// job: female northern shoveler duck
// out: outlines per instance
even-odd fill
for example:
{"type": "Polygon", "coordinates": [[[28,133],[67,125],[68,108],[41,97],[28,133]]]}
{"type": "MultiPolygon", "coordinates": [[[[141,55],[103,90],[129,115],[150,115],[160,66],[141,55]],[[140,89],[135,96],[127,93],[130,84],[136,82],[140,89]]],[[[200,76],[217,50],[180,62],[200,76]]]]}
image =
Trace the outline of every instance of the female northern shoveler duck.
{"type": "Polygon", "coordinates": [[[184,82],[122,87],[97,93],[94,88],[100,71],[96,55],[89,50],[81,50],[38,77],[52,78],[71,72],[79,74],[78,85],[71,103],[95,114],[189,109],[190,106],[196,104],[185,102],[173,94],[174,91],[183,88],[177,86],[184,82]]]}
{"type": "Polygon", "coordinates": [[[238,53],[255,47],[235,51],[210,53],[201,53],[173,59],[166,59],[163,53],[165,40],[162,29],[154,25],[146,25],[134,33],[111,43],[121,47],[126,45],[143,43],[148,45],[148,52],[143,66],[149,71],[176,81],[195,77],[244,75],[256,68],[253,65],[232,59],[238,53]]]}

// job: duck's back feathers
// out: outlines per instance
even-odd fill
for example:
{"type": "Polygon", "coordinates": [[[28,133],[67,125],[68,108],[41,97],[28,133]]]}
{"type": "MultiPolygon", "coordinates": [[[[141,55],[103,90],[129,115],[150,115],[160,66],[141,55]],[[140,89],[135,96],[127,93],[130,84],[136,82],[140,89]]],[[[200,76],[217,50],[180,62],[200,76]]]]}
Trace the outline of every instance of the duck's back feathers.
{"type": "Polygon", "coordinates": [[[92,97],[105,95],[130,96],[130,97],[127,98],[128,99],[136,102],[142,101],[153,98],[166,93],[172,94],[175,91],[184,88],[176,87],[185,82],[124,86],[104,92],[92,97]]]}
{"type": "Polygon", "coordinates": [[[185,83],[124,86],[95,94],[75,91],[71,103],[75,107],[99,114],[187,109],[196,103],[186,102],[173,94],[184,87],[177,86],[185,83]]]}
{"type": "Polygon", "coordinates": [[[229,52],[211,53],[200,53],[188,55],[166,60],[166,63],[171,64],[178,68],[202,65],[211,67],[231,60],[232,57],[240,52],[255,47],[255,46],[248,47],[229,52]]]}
###
任务 » 请挑出上面清单中含有字符串“instance”的每一行，并逐行照录。

完成的任务 »
// out: outlines per instance
Trace the outline of every instance of the female northern shoveler duck.
// out: outlines per instance
Trace the outline of every instance of the duck's back feathers.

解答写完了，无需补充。